(Stored records)
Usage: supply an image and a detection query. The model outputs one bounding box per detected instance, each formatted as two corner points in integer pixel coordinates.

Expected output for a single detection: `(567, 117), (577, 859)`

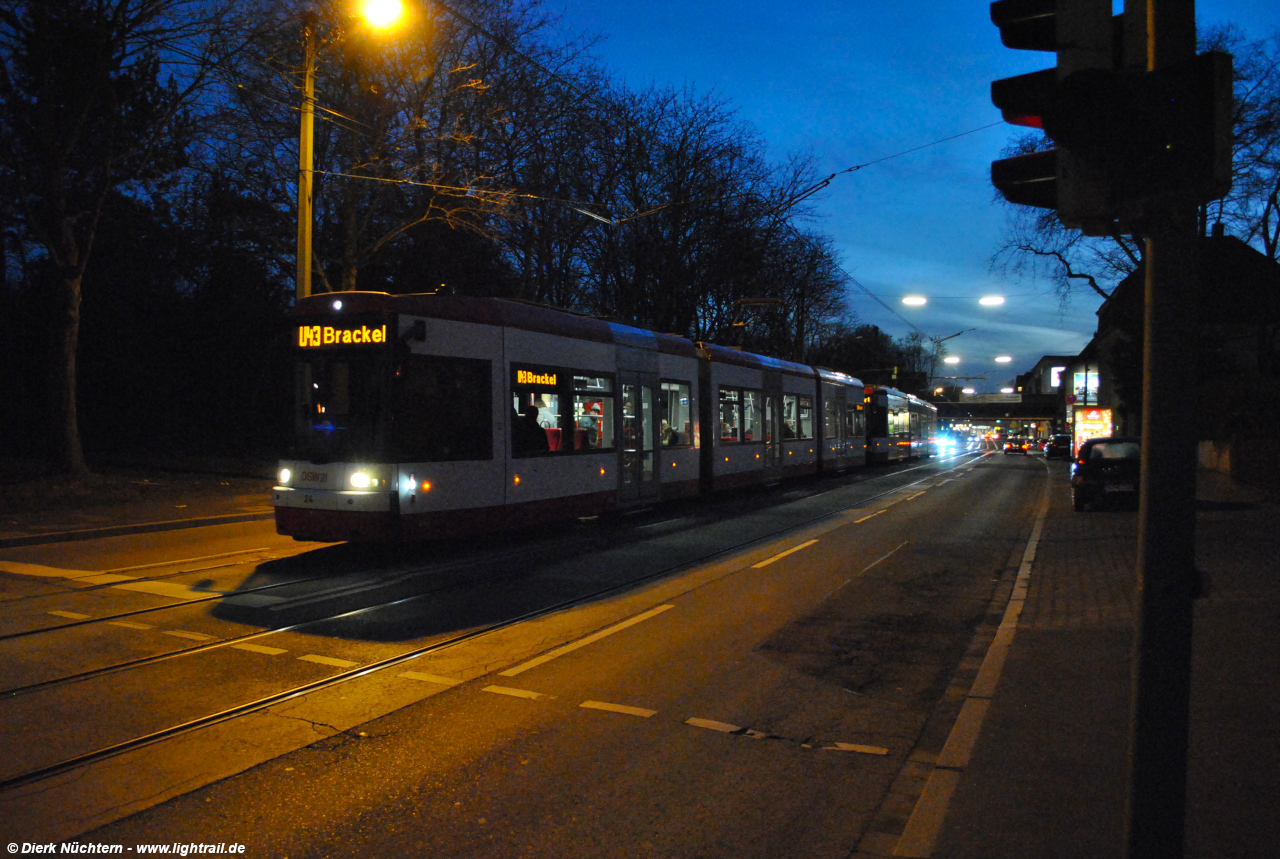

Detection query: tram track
(0, 456), (982, 792)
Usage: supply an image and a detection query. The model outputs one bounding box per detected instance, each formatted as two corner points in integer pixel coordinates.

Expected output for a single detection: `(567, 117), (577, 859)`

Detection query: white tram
(273, 292), (867, 542)
(864, 387), (938, 462)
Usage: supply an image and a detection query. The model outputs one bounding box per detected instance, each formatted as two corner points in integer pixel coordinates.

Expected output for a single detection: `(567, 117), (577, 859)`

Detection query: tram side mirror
(401, 319), (426, 343)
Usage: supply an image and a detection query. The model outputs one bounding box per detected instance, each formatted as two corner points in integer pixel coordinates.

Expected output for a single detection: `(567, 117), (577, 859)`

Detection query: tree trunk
(52, 271), (88, 476)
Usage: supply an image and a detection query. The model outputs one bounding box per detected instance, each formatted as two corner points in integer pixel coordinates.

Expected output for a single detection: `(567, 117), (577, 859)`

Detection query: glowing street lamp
(294, 0), (404, 300)
(360, 0), (404, 29)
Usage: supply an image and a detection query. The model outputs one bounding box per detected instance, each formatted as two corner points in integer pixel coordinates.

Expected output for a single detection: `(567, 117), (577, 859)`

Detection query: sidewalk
(0, 463), (271, 548)
(932, 471), (1280, 859)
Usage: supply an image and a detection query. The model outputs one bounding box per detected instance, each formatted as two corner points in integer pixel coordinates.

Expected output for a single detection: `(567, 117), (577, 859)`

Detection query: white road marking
(111, 581), (223, 599)
(480, 686), (543, 699)
(106, 621), (155, 630)
(751, 540), (818, 570)
(859, 540), (910, 575)
(397, 671), (462, 686)
(498, 606), (675, 677)
(232, 644), (288, 657)
(76, 572), (137, 585)
(579, 702), (658, 718)
(822, 743), (888, 754)
(685, 718), (742, 734)
(298, 653), (360, 668)
(160, 630), (214, 641)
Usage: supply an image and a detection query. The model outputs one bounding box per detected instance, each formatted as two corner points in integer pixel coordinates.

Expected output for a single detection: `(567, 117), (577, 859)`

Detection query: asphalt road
(0, 456), (1047, 856)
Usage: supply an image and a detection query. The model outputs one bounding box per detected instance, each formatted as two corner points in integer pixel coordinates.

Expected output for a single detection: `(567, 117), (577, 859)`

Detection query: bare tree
(0, 0), (247, 474)
(992, 27), (1280, 305)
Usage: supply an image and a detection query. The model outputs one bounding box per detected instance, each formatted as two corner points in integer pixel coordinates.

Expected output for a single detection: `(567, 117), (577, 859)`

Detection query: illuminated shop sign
(516, 370), (556, 388)
(298, 325), (387, 349)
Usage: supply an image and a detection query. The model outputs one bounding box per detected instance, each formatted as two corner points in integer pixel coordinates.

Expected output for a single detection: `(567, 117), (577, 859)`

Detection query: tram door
(764, 393), (782, 483)
(618, 373), (658, 504)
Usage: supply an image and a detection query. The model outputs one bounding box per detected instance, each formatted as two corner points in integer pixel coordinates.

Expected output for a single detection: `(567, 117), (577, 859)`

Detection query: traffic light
(991, 0), (1231, 236)
(991, 0), (1117, 233)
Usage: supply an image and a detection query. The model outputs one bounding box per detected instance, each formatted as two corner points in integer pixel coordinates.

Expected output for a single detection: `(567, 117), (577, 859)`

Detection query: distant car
(1005, 437), (1032, 456)
(1044, 435), (1071, 460)
(1071, 435), (1142, 511)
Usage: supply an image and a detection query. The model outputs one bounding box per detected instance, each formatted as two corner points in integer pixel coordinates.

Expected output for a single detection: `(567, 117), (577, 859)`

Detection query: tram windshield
(294, 353), (385, 462)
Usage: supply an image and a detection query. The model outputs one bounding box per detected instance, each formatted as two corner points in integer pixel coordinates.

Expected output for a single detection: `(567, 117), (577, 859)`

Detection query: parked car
(1005, 437), (1032, 456)
(1044, 435), (1071, 460)
(1071, 435), (1142, 511)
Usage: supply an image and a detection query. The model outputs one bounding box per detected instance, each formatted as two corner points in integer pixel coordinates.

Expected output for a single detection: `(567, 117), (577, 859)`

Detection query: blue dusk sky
(544, 0), (1280, 389)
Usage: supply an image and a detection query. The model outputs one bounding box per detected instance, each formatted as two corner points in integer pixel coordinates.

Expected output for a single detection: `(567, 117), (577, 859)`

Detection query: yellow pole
(296, 15), (316, 300)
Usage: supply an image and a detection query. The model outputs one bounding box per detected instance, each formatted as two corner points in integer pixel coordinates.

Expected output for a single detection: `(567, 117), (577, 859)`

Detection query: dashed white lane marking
(298, 653), (360, 668)
(480, 686), (544, 699)
(160, 630), (214, 641)
(76, 572), (138, 585)
(397, 671), (462, 686)
(822, 743), (888, 754)
(106, 621), (155, 630)
(111, 581), (221, 599)
(498, 606), (675, 677)
(751, 540), (818, 570)
(579, 702), (658, 718)
(232, 644), (288, 657)
(685, 718), (742, 734)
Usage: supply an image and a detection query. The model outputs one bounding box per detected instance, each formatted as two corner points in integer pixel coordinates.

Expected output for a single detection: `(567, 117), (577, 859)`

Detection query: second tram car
(273, 292), (936, 542)
(865, 387), (938, 462)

◆ **EXERCISE DIRECTIONS**: Reproduce all of the material above word for word, from its first line to its last. Omit the pictures from your copy.

◆ **REPLY TO THE EXERCISE**:
Usage: supply an image and a detection query. The model outputs one bounding box per detected instance, each formatted as two corner points in integer pixel coordinates.

Expected output for a single detection: `(567, 117), (577, 859)`


Detection query: tram track
(0, 456), (982, 792)
Usage: supply an image and a detection query. The model outputs one bounding box per detected instance, each formatted as two corner points in integer pixel coordinates.

Expected output for a single detection: `(567, 117), (577, 859)`

Detection query: white tram
(273, 292), (867, 542)
(864, 387), (938, 462)
Usage: supply an image and a detection query. The model outputs one bounding box per detected instance, each formatted as two corner points in integer pixel coordinates.

Expected output for a single detection: `(567, 117), (577, 859)`

Detection query: tram side mirror
(401, 319), (426, 343)
Usage: supply an image and a detection query. The model outputs one bounding box per detected instance, each formatted as two corner points in integer pixel coordinates.

Expected output for a single detection: `(567, 117), (577, 859)`

Detection query: tree trunk
(52, 271), (88, 476)
Usage: supply an image and a detection query. The model outputs one bounding box per detected instance, each formatted as two corner points in integer pixel coordinates.

Expected output for a single detection: `(567, 117), (577, 859)`

Detection query: glowing street lamp
(294, 0), (404, 300)
(360, 0), (404, 29)
Usage: supply an image and a detection query. The model outputs one bounding box per detected instance, each formatted as two corner points in integer pixel coordinates.

Expected output for a single detection: `(567, 117), (577, 859)`

Detection query: sidewalk
(0, 463), (271, 548)
(932, 471), (1280, 859)
Usage: supply an image and a detection query. The model outputs one bounding box per detected instance, each formatted as two corner points in integer pixel coordinates.

Expected output for a single detection: `(567, 117), (577, 859)`

Detection query: white road marking
(111, 581), (223, 599)
(480, 686), (543, 699)
(106, 621), (155, 630)
(751, 540), (818, 570)
(859, 540), (910, 575)
(397, 671), (462, 686)
(498, 606), (675, 677)
(232, 644), (288, 657)
(76, 572), (137, 585)
(579, 702), (658, 718)
(822, 743), (888, 754)
(685, 718), (742, 734)
(298, 653), (360, 668)
(160, 630), (214, 641)
Usage: supply an image and a detection query. The model outputs one bounding box per detected instance, each formatted as two corner points in integer pixel coordinates.

Expected output for a single detection: `(567, 117), (577, 859)`

Detection query: asphalt road
(0, 456), (1047, 856)
Usage: supply an image and a detection query. The model outputs one bounding box per detected instance, each formatted as two corner points in integer pixel coordinates.

Expected output for a single detection: `(567, 117), (577, 859)`

Detection query: bare tree
(0, 0), (247, 474)
(992, 27), (1280, 305)
Usage: supply an image and a detection query. The model outputs one bounding box per detected instance, each formatted as two corner points in integer pixel coordinates.

Expected output for a single detection: `(567, 117), (577, 859)`

Detection query: illuminated shop sign
(516, 370), (556, 388)
(298, 325), (387, 349)
Usage: supply an image and a detection query. The model outputs one bounding box per detected instance, each formatted as two corner points in integer pixel coordinates.

Expected output for a single detection: `(567, 117), (577, 859)`

Detection query: tram door
(764, 393), (782, 483)
(618, 373), (658, 504)
Usage: supply an image and a detection query. The model outputs one bounding box per detected instance, each formatted as two corner points in integer pixel coordinates.

Expected output for a single detection: `(567, 117), (577, 859)`

Detection query: traffic light
(991, 0), (1231, 236)
(991, 0), (1117, 233)
Usage: supply an image and a detection query. The model outputs one bounding box per detected instance, each formatted as two corner points in integer pixel coordinates.

Expected output for a single detection: `(567, 117), (577, 859)`

Detection query: distant car
(1005, 437), (1032, 456)
(1044, 435), (1071, 460)
(1071, 435), (1142, 511)
Usage: supply an image and a detection query. The model outputs one bounding box per detected instance, each formatted as two corner points in integer pixel coordinates.

Expected output for a single detection: `(567, 117), (577, 859)`

Detection query: tram windshield
(294, 353), (385, 462)
Usage: supply an image and a detection query. The model outputs one bounding box per detected instance, each formatted as two corner points in integer pixel coordinates.

Expected output for a single detection: `(567, 117), (577, 859)`

Detection query: parked car
(1005, 437), (1032, 456)
(1044, 435), (1071, 460)
(1071, 435), (1142, 511)
Usage: supply an image and a detection query. The model outputs one bounding box per detected instance, each formatted as two corner points in integer pixel coordinates.

Expected output for a single detection: `(567, 117), (577, 859)`

Detection query: blue dusk sky
(544, 0), (1280, 389)
Usage: supply an image and a detection query. The model outputs one bounding box per detected instance, each formatted as two corner points in integer pixel coordinates.

Expected output for a single detection: `(567, 117), (577, 859)`

Detection query: yellow pole
(296, 15), (316, 300)
Usage: supply an image and a detection query. The model outputs one bounding box per detected instance, each formatted as two corner points in integer pixel coordinates.

Expected output for a single detection: `(567, 117), (577, 859)`

Detection query: dashed white lane marking
(298, 653), (360, 668)
(480, 686), (544, 699)
(160, 630), (214, 641)
(76, 572), (138, 585)
(397, 671), (462, 686)
(822, 743), (888, 754)
(106, 621), (155, 630)
(111, 581), (221, 599)
(498, 606), (675, 677)
(751, 540), (818, 570)
(579, 702), (658, 718)
(232, 644), (288, 657)
(685, 718), (742, 734)
Usage: supply an image and a detection query. The model outputs one bounding box per detected instance, each formatted as two corner points in integer pixel coordinates.

Expected output for a single detection: `(567, 117), (577, 859)`

Detection query: second tram car
(273, 292), (936, 542)
(865, 387), (938, 462)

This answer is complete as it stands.